→ SHORT PROBLEM: Output all records precisely as written.

→ EXERCISE MATERIALS:

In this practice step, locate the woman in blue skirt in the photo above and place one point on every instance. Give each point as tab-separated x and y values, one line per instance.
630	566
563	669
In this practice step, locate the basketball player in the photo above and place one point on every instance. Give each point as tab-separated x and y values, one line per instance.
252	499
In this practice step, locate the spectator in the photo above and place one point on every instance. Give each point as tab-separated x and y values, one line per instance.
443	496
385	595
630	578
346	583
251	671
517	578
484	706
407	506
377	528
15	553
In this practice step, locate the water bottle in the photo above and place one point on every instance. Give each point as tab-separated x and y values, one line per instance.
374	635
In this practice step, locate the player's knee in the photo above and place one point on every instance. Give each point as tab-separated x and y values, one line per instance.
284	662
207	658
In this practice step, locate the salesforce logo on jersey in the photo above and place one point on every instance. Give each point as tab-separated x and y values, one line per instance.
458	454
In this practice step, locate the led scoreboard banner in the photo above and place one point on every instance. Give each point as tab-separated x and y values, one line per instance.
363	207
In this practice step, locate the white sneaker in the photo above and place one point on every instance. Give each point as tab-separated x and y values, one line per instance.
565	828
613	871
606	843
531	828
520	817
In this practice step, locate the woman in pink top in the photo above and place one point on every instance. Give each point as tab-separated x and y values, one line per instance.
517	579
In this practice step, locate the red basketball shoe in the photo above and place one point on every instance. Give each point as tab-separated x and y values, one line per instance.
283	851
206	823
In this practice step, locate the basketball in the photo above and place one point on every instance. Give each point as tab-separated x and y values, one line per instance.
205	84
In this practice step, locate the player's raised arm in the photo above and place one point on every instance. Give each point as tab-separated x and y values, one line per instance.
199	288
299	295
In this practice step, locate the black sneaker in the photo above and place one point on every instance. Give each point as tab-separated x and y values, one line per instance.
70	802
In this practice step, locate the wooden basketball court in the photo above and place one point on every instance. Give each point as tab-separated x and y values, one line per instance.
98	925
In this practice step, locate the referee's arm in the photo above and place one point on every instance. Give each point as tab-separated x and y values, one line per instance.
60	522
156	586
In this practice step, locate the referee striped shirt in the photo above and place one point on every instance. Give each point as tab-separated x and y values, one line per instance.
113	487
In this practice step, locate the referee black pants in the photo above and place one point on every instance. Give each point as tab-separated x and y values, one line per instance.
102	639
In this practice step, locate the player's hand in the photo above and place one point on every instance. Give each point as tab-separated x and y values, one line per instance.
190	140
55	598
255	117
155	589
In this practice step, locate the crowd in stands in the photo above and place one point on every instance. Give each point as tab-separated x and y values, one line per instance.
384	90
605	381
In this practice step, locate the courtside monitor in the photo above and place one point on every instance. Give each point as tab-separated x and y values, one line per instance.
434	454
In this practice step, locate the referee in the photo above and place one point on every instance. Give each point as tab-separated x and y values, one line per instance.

→ EXERCISE ANSWER:
In this practice step, locate the woman in blue skirt in the photo above and place one point on every instance. Give each point as tab-separated x and y values, one line per instance.
630	566
563	669
In this practice step, locate the basketball player in the photo above and place one point on every instance. Give each point as tab-separated x and y values, one line per instance.
252	499
In this practice step, locate the spectator in the photo above and place one point on every instance. Give each point as tab-separated x and y values, one line per instance.
443	496
385	595
630	578
346	583
251	671
517	578
484	706
407	506
377	528
15	553
In this practice step, locate the water bottle in the photo above and place one point on every instance. Give each point as tab-separated x and y values, one line per instance.
374	635
In this practice step, locate the player's knee in the photo above and place one point on every instance. Give each point as tab-separated x and y values, one line per instance.
284	662
207	658
In this practice step, locate the salesforce logo on jersey in the photo above and place one point on every instance. Give each point as tab-separated x and y values, one line per instance.
458	454
In this practice step, locate the led scoreboard banner in the photo above and place one point on every instance. Give each point as tab-separated x and y values, one line per instance.
363	207
In this practice step, locate the white sneaker in the photo above and place one point on every instance. Give each point as tab-separated x and y values, one line per instance.
565	828
613	871
606	843
531	828
520	817
In this practice step, locate the woman in pink top in the photo above and place one point on every instance. Give each point as tab-separated x and y values, one line per instance.
517	579
In this practice step, locate the red basketball shoe in the photo above and place one point on every instance. Give each point as tab-separated x and y values, one line per instance.
283	851
206	823
In this practice step, locate the basketball in the photo above and place one point on every instance. Give each point as tab-separated x and y values, one line per instance.
205	84
In this practice step, locate the player's raised arm in the photo above and place one point on every instance. Give each point as tab-separated x and y values, one line per instance.
199	288
299	295
In this practice step, locate the black sneaker in the photo above and place one point on every instance. Give each point as tab-separated x and y values, one line per instance.
70	802
In this practice step, locate the wooden basketball court in the photo above and place one point on every instance. Give each point as tab-separated x and y values, one line per instance.
98	925
In this practice step, locate the referee's arm in the photo above and place one point on every instance. Give each point as tab-separated x and y values, one line per instance.
60	522
156	586
In this practice step, locate the referee striped shirt in the photo above and place one point on every instance. Give each point as tab-separated x and y values, one line per instance.
113	487
In this practice step, locate the referee black pants in the photo above and place one point on every instance. Give each point as tab-separated x and y values, one line per instance.
102	639
In this practice step, locate the player's hand in the photo above and place one point on every instance. Give each point as tab-separated x and y values, one line per instance.
190	140
55	598
255	117
155	589
In this practice step, locate the crowd in stands in the photo above and place one point on every instance. Give each point as tab-separated x and y values, one line per instance.
384	90
605	381
In this practice step, locate the courtside monitor in the photo above and place one point on every instance. Give each point as tab-separated x and y values, one line per instance.
434	454
In this practice step, locate the referee in the photo above and place one point on every instance. Give each point as tab-separated x and y values, one line per instance.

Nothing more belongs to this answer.